§ Your objective: Write the records out once more, exactly as they appear below.
↓↓↓
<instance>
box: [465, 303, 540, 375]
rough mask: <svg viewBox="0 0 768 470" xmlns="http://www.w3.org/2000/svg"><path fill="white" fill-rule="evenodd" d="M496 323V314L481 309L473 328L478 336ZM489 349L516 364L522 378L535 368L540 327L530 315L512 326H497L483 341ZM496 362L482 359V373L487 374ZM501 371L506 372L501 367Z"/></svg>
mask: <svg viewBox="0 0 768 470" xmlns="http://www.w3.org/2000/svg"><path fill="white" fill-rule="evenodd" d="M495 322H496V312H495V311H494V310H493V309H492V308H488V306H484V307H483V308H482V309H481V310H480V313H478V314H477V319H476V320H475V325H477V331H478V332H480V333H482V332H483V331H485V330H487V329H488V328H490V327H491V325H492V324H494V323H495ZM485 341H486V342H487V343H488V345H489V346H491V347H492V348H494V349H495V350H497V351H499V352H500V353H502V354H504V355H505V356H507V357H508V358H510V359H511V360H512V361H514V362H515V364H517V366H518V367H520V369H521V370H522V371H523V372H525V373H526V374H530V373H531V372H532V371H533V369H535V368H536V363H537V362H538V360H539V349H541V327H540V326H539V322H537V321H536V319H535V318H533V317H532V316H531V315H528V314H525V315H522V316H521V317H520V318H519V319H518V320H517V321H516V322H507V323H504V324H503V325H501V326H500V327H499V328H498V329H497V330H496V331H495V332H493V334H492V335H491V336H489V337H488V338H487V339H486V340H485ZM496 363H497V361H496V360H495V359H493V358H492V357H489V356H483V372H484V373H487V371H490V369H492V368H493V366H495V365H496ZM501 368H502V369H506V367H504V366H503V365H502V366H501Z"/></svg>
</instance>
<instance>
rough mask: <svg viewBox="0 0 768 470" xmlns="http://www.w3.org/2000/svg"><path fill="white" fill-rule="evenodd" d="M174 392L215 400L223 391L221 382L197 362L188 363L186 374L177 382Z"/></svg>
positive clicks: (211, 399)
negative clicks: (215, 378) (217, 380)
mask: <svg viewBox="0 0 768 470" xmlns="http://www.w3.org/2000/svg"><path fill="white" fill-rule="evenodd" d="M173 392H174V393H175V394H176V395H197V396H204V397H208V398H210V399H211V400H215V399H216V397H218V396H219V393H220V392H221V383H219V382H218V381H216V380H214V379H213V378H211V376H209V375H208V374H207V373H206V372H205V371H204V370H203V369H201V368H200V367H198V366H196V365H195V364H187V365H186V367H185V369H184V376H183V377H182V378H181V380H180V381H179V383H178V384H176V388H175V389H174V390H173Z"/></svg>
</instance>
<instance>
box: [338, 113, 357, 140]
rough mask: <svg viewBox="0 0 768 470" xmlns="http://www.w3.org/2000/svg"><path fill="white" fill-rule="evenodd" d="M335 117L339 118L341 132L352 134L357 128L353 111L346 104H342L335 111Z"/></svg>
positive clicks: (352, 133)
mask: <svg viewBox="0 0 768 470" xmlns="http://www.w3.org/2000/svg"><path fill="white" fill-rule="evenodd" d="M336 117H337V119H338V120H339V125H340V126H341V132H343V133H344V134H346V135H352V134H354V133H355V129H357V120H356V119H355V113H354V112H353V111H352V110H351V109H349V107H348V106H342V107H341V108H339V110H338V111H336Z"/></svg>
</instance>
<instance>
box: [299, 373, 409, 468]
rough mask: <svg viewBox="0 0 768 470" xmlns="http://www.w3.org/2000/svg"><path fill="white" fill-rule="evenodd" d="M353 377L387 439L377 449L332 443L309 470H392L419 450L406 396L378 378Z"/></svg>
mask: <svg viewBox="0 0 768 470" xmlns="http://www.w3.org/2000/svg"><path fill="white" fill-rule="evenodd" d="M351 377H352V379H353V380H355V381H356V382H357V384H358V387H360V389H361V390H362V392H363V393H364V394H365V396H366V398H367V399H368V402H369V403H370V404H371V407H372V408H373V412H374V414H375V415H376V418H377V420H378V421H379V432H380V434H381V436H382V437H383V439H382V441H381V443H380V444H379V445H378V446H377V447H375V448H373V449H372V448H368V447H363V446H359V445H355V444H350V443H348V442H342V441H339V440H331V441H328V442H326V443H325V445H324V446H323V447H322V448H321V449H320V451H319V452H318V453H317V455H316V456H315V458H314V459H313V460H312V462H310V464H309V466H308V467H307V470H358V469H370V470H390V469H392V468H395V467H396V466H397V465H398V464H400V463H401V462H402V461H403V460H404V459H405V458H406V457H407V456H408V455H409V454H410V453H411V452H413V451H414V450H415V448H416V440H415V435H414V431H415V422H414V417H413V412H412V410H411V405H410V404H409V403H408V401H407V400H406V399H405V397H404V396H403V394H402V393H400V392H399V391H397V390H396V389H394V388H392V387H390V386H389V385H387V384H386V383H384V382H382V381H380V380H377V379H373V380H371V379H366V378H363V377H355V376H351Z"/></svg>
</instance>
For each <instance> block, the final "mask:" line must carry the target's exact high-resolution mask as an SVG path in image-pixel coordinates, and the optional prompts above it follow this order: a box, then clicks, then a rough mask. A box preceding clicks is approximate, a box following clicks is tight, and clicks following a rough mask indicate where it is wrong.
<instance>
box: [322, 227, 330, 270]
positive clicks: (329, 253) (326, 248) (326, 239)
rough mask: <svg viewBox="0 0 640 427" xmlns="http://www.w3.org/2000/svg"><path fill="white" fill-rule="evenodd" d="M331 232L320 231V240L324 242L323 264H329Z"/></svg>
↑↑↑
§ Result:
<instance>
box: [465, 303, 540, 375]
rough mask: <svg viewBox="0 0 768 470" xmlns="http://www.w3.org/2000/svg"><path fill="white" fill-rule="evenodd" d="M496 323V314L481 309L473 328L478 336ZM489 349L516 364L522 378L535 368L540 327L530 315L512 326H497L483 341ZM496 362L482 359V373L487 374ZM501 371L506 372L501 367Z"/></svg>
mask: <svg viewBox="0 0 768 470" xmlns="http://www.w3.org/2000/svg"><path fill="white" fill-rule="evenodd" d="M495 322H496V312H495V311H494V310H493V309H492V308H488V306H484V307H483V308H482V309H481V310H480V313H478V314H477V319H476V320H475V325H477V331H478V332H480V333H482V332H483V331H485V330H487V329H488V328H490V327H491V325H492V324H494V323H495ZM485 341H486V342H487V343H488V345H489V346H491V347H492V348H494V349H495V350H497V351H499V352H500V353H502V354H504V355H505V356H507V357H508V358H510V359H511V360H512V361H514V362H515V364H517V366H518V367H520V369H521V370H522V371H523V372H525V373H526V374H530V373H531V372H532V371H533V369H535V368H536V363H537V362H538V360H539V349H541V327H540V326H539V322H537V321H536V319H535V318H533V317H532V316H531V315H528V314H525V315H522V316H521V317H520V318H519V319H518V320H517V321H516V322H507V323H504V324H503V325H501V326H500V327H499V328H498V329H497V330H496V331H495V332H493V334H492V335H491V336H489V337H488V338H487V339H486V340H485ZM496 363H497V361H496V360H495V359H493V358H492V357H489V356H483V372H484V373H487V371H490V369H492V368H493V366H495V365H496ZM501 368H502V369H506V367H504V366H503V365H502V366H501Z"/></svg>
</instance>
<instance>
rough mask: <svg viewBox="0 0 768 470" xmlns="http://www.w3.org/2000/svg"><path fill="white" fill-rule="evenodd" d="M174 392L215 400L223 391L221 382L197 362L188 363L186 374L177 382Z"/></svg>
positive clicks: (211, 399)
negative clicks: (215, 378) (217, 380)
mask: <svg viewBox="0 0 768 470" xmlns="http://www.w3.org/2000/svg"><path fill="white" fill-rule="evenodd" d="M173 392H174V393H175V394H176V395H197V396H204V397H208V398H210V399H211V400H215V399H216V397H218V396H219V393H220V392H221V383H219V382H218V381H216V380H214V379H213V378H211V376H209V375H208V374H207V373H206V372H205V371H204V370H203V369H201V368H200V367H198V366H196V365H195V364H187V365H186V367H185V369H184V376H183V377H182V378H181V380H180V381H179V383H178V384H176V388H175V389H174V390H173Z"/></svg>
</instance>
<instance>
box: [338, 113, 357, 140]
rough mask: <svg viewBox="0 0 768 470" xmlns="http://www.w3.org/2000/svg"><path fill="white" fill-rule="evenodd" d="M335 117L339 118L341 132L352 134L357 128L353 111L346 104H342L335 111Z"/></svg>
positive clicks: (352, 133)
mask: <svg viewBox="0 0 768 470" xmlns="http://www.w3.org/2000/svg"><path fill="white" fill-rule="evenodd" d="M336 117H337V119H338V120H339V125H340V126H341V132H343V133H344V134H346V135H352V134H354V133H355V129H357V120H356V119H355V113H354V112H353V111H352V110H351V109H349V107H348V106H342V107H341V108H339V110H338V111H336Z"/></svg>
</instance>
<instance>
box: [299, 373, 409, 468]
rough mask: <svg viewBox="0 0 768 470" xmlns="http://www.w3.org/2000/svg"><path fill="white" fill-rule="evenodd" d="M353 377L387 439L377 449L332 443L309 470H392L419 450L406 396L378 378Z"/></svg>
mask: <svg viewBox="0 0 768 470" xmlns="http://www.w3.org/2000/svg"><path fill="white" fill-rule="evenodd" d="M351 377H352V379H353V380H355V381H356V382H357V384H358V387H360V389H361V390H362V392H363V393H364V394H365V396H366V398H367V399H368V402H369V403H370V404H371V407H372V408H373V412H374V414H375V415H376V418H377V420H378V421H379V432H380V434H381V436H382V437H383V439H382V441H381V443H380V444H379V445H378V446H377V447H375V448H373V449H372V448H368V447H363V446H359V445H355V444H350V443H348V442H342V441H339V440H331V441H328V442H326V443H325V445H324V446H323V447H322V448H321V449H320V451H319V452H318V453H317V455H316V456H315V458H314V459H313V460H312V462H310V464H309V466H308V467H307V470H358V469H370V470H390V469H392V468H395V467H396V466H397V465H398V464H400V463H401V462H402V461H403V460H404V459H405V458H406V457H407V456H408V455H409V454H410V453H411V452H413V451H414V450H415V448H416V440H415V435H414V431H415V422H414V417H413V412H412V410H411V405H410V404H409V403H408V401H407V400H406V399H405V397H404V396H403V394H402V393H400V392H399V391H397V390H396V389H394V388H392V387H390V386H389V385H387V384H386V383H384V382H382V381H380V380H377V379H373V380H371V379H366V378H363V377H355V376H351Z"/></svg>
</instance>
For each <instance> block, the final "mask:" line must carry the target's exact high-resolution mask as an SVG path in image-pixel coordinates, and the optional prompts above it follow this order: a box, then clicks, then a rough mask. A box preceding clicks is approximate, a box following clicks is tight, and clicks following a rough mask indicate where it is wrong.
<instance>
box: [322, 227, 330, 270]
positive clicks: (329, 253) (326, 248) (326, 239)
rough mask: <svg viewBox="0 0 640 427" xmlns="http://www.w3.org/2000/svg"><path fill="white" fill-rule="evenodd" d="M331 232L320 231V240L324 242L323 264H329Z"/></svg>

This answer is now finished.